▸ **Page text**
** Start **
# Who Builds Poulan?



## RKDOC (Jun 20, 2006)

Who builds Poulan? AYP? MTD? ?????

Thanks


----------



## usmcgrunt (Sep 16, 2007)

At one time,AYP (American Yard Products)owned them.Now,it looks like Husquvarna is the owner.

The Husqvarna Group (Swedish pronunciation: [ˈhʉːskvɑːrna]; OMX: HUSQ B) is the world's largest producer of outdoor power products including chainsaws, trimmers, lawn mowers and garden tractors. Based in Stockholm, Sweden, the Group is also the European leader in consumer watering products[clarification needed] and one of the world leaders in cutting equipment and diamond tools for the construction and stone industries. The company was spun off by Electrolux in 2006.[1]

Brands owned

Global brands:
Husqvarna
Gardena
McCulloch
Diamant Boart

Tactical brands:
Jonsered
Poulan
Weedeater
Dixon

Regional brands:
Klippo
Flymo
Zenoah
Bluebird


----------



## 30yearTech (Sep 14, 2006)

While Poulan and AYP fall under the Husqvarna umbrella, MTD (Modern Tool and Die) is MTD and they manufacture under a large variety of brand names such as Cub Cadet, Yardman, Yardmachine, Troybilt, Toro (riding mowers), Huskee, Bolens, just to name a few.


----------



## RKDOC (Jun 20, 2006)

Thanks USMC and 30 year tech. I am having a hard time finding poulan parts at a reasonable price. I was just wondering who made them so I could look at other lines that might use the same parts. Thanks for the info.


----------



## newz7151 (Oct 15, 2006)

RKDOC said:


> Thanks USMC and 30 year tech. I am having a hard time finding poulan parts at a reasonable price. I was just wondering who made them so I could look at other lines that might use the same parts. Thanks for the info.
** End **
▸ **Extracted data entries**
** Start **
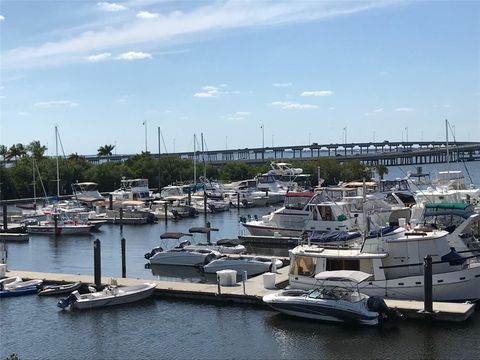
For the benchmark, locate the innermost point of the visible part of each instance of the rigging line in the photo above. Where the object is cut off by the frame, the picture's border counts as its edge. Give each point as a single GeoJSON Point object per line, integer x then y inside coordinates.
{"type": "Point", "coordinates": [41, 182]}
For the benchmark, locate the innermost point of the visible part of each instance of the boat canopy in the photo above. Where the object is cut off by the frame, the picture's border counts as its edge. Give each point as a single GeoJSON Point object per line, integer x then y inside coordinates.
{"type": "Point", "coordinates": [201, 230]}
{"type": "Point", "coordinates": [173, 235]}
{"type": "Point", "coordinates": [343, 275]}
{"type": "Point", "coordinates": [459, 206]}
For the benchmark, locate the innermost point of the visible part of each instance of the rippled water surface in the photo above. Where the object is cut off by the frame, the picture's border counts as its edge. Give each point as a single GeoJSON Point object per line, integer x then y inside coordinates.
{"type": "Point", "coordinates": [34, 328]}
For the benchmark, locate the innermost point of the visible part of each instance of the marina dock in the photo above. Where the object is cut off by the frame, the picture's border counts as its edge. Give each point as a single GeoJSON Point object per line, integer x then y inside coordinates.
{"type": "Point", "coordinates": [251, 292]}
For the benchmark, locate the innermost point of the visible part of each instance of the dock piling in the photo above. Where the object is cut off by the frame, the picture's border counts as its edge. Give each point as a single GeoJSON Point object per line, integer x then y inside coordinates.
{"type": "Point", "coordinates": [124, 263]}
{"type": "Point", "coordinates": [428, 290]}
{"type": "Point", "coordinates": [97, 263]}
{"type": "Point", "coordinates": [121, 220]}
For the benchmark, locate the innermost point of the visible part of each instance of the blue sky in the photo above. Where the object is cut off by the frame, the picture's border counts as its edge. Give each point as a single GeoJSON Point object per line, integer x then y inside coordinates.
{"type": "Point", "coordinates": [304, 69]}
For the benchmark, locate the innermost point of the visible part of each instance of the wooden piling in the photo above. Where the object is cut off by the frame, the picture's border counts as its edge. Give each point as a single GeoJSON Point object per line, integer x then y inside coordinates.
{"type": "Point", "coordinates": [124, 262]}
{"type": "Point", "coordinates": [97, 263]}
{"type": "Point", "coordinates": [428, 288]}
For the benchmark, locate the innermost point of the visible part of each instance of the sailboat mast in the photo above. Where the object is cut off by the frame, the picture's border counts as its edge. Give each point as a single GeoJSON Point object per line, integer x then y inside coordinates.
{"type": "Point", "coordinates": [194, 159]}
{"type": "Point", "coordinates": [203, 160]}
{"type": "Point", "coordinates": [34, 184]}
{"type": "Point", "coordinates": [446, 132]}
{"type": "Point", "coordinates": [56, 153]}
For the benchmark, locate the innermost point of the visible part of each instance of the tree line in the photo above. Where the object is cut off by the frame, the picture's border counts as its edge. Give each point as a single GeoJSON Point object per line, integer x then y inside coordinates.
{"type": "Point", "coordinates": [20, 162]}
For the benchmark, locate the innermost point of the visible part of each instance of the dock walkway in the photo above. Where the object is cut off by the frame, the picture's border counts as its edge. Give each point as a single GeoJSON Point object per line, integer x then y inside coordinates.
{"type": "Point", "coordinates": [252, 293]}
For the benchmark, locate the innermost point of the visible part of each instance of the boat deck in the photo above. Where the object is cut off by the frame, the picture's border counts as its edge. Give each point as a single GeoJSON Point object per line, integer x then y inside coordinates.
{"type": "Point", "coordinates": [251, 292]}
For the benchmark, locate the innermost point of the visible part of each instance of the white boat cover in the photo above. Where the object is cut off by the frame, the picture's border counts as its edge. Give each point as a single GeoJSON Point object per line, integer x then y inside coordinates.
{"type": "Point", "coordinates": [343, 275]}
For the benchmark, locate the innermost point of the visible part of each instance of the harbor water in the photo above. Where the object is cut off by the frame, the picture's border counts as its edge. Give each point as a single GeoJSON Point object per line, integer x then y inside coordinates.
{"type": "Point", "coordinates": [34, 328]}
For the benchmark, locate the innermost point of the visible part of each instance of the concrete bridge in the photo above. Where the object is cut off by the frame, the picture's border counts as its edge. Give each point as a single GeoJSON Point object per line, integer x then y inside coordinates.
{"type": "Point", "coordinates": [372, 153]}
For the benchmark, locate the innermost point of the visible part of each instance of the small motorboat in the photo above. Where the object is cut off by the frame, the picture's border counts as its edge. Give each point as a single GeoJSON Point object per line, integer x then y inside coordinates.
{"type": "Point", "coordinates": [59, 289]}
{"type": "Point", "coordinates": [333, 303]}
{"type": "Point", "coordinates": [17, 287]}
{"type": "Point", "coordinates": [111, 295]}
{"type": "Point", "coordinates": [180, 255]}
{"type": "Point", "coordinates": [252, 264]}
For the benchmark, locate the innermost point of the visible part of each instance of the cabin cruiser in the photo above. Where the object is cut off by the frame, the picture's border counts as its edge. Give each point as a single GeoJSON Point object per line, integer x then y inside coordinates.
{"type": "Point", "coordinates": [396, 264]}
{"type": "Point", "coordinates": [133, 189]}
{"type": "Point", "coordinates": [342, 302]}
{"type": "Point", "coordinates": [87, 193]}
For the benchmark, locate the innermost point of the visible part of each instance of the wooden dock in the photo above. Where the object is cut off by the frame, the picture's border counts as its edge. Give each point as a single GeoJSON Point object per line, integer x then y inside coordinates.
{"type": "Point", "coordinates": [251, 292]}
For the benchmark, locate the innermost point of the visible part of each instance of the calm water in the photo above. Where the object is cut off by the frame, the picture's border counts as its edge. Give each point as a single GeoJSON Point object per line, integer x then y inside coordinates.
{"type": "Point", "coordinates": [34, 328]}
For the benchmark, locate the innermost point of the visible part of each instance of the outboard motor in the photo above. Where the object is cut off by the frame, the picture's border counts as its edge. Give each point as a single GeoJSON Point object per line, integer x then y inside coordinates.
{"type": "Point", "coordinates": [64, 303]}
{"type": "Point", "coordinates": [210, 257]}
{"type": "Point", "coordinates": [376, 303]}
{"type": "Point", "coordinates": [153, 252]}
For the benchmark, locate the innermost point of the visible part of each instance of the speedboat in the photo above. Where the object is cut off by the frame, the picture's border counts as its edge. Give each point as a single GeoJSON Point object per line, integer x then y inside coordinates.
{"type": "Point", "coordinates": [344, 303]}
{"type": "Point", "coordinates": [19, 288]}
{"type": "Point", "coordinates": [59, 289]}
{"type": "Point", "coordinates": [252, 264]}
{"type": "Point", "coordinates": [179, 255]}
{"type": "Point", "coordinates": [111, 295]}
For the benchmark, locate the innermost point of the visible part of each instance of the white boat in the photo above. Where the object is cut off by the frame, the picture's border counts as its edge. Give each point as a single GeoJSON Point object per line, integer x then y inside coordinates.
{"type": "Point", "coordinates": [133, 189]}
{"type": "Point", "coordinates": [111, 295]}
{"type": "Point", "coordinates": [68, 227]}
{"type": "Point", "coordinates": [343, 303]}
{"type": "Point", "coordinates": [179, 255]}
{"type": "Point", "coordinates": [252, 264]}
{"type": "Point", "coordinates": [396, 264]}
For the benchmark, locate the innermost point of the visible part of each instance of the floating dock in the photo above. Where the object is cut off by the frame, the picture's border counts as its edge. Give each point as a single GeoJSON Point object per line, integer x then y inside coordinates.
{"type": "Point", "coordinates": [251, 292]}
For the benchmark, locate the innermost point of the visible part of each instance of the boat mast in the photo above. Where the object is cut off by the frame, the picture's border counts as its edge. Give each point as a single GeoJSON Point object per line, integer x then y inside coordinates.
{"type": "Point", "coordinates": [446, 132]}
{"type": "Point", "coordinates": [56, 153]}
{"type": "Point", "coordinates": [203, 160]}
{"type": "Point", "coordinates": [194, 159]}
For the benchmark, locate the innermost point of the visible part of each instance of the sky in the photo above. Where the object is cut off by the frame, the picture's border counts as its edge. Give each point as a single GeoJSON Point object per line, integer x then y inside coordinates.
{"type": "Point", "coordinates": [243, 73]}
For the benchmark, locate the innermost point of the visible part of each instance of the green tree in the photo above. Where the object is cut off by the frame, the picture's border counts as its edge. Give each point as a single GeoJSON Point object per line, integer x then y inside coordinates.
{"type": "Point", "coordinates": [36, 149]}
** End **
▸ **Given problem**
From the forum thread on who builds Poulan, reproduce word for word the part that opens with the words containing "While Poulan and" and closes with "name a few.".

▸ **Written answer**
While Poulan and AYP fall under the Husqvarna umbrella, MTD (Modern Tool and Die) is MTD and they manufacture under a large variety of brand names such as Cub Cadet, Yardman, Yardmachine, Troybilt, Toro (riding mowers), Huskee, Bolens, just to name a few.